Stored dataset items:

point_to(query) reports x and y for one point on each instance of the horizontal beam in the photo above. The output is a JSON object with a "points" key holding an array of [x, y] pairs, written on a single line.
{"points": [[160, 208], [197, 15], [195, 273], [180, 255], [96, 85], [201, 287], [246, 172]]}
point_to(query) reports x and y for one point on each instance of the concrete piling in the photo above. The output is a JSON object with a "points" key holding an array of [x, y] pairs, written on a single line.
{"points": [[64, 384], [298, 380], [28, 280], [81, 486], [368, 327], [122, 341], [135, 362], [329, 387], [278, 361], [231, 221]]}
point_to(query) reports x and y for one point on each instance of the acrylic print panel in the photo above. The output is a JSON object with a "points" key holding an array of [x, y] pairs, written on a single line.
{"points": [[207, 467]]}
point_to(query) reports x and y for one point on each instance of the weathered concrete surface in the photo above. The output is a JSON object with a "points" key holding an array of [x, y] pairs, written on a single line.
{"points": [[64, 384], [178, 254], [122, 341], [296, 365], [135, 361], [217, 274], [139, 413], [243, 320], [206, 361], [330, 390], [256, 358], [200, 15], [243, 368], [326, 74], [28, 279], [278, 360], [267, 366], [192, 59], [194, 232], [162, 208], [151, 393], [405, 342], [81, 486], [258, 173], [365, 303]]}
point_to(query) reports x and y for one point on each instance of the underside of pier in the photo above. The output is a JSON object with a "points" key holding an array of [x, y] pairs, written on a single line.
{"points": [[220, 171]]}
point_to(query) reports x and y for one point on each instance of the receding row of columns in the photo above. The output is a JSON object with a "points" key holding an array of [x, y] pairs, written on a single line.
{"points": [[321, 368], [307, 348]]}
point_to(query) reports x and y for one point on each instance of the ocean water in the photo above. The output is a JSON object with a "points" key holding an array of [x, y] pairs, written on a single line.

...

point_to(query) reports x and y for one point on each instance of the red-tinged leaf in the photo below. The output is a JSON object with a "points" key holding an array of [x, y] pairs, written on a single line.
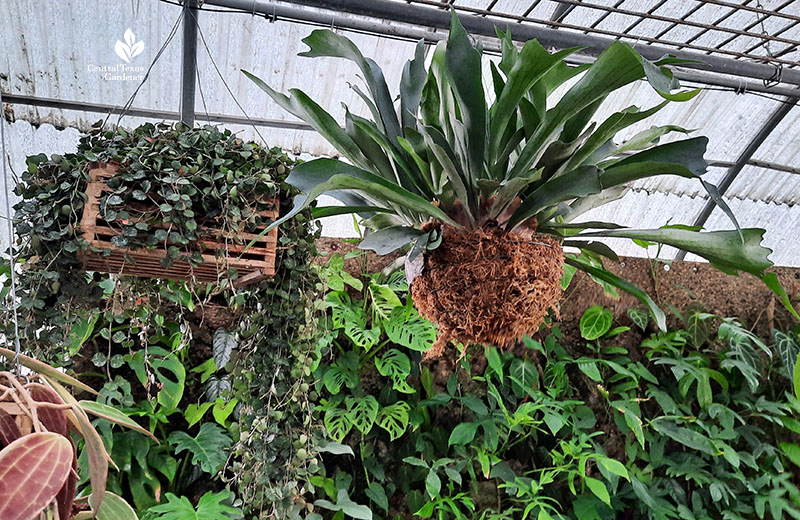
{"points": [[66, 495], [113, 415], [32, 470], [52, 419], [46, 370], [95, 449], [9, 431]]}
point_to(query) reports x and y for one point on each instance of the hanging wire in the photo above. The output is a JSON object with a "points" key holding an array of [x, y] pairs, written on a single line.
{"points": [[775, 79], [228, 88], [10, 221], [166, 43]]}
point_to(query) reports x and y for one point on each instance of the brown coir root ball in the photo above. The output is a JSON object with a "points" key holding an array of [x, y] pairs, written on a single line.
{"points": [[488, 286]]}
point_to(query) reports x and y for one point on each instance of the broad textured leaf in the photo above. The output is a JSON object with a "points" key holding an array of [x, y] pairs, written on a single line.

**WORK TO BE COMPLETED**
Extract every line of the data above that contains the string "pier". Reproduce each such line in full.

**WORKED SOLUTION**
point_to(query) reports x and y for one point on each instance of the underside of pier in the photo above. The output is a JSON object with a "points" key holding an array of [x, y] pairs, written on a single line.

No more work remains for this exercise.